# Given request
Lay out the material between the lines holding "I need to find the framed" and "top-left (135, 88), bottom-right (154, 130)", inclusive, as a two-column CSV with the columns input and output. Give one row for each line that asks something, putting that line in input and the answer that follows it in output, with each field quoted and any line breaks turned into spaces.

┌─ Information supplied

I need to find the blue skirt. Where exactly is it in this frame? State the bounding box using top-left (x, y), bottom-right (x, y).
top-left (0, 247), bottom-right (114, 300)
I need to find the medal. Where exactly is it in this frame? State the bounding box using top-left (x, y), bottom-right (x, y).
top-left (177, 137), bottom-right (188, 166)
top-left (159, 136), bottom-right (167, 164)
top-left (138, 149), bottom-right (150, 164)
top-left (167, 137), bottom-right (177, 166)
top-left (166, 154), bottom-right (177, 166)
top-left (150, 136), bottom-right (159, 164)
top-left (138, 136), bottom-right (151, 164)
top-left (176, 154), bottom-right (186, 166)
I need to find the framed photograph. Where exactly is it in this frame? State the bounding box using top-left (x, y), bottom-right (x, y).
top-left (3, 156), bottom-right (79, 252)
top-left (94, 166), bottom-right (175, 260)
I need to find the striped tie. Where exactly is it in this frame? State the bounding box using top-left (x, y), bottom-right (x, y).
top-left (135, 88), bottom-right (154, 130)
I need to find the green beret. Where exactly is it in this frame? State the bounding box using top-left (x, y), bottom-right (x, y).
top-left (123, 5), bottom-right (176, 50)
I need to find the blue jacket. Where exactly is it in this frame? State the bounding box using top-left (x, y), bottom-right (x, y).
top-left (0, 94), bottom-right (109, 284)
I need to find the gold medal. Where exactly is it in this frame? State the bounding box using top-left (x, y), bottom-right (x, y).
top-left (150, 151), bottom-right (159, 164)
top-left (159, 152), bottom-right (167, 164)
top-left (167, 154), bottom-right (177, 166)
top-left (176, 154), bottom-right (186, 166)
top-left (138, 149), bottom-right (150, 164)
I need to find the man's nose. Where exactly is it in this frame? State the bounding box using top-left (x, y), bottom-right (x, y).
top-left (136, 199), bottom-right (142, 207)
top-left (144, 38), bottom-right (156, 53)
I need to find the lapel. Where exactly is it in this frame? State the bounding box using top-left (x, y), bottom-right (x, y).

└─

# In response
input,output
"I need to find the framed photograph. Where exactly is it in this frame? State the bounding box using top-left (x, y), bottom-right (x, y).","top-left (3, 156), bottom-right (79, 252) top-left (94, 166), bottom-right (175, 260)"
"I need to find the striped tie. Where exactly is it in this frame? State the bounding box using top-left (x, y), bottom-right (x, y).","top-left (135, 88), bottom-right (154, 130)"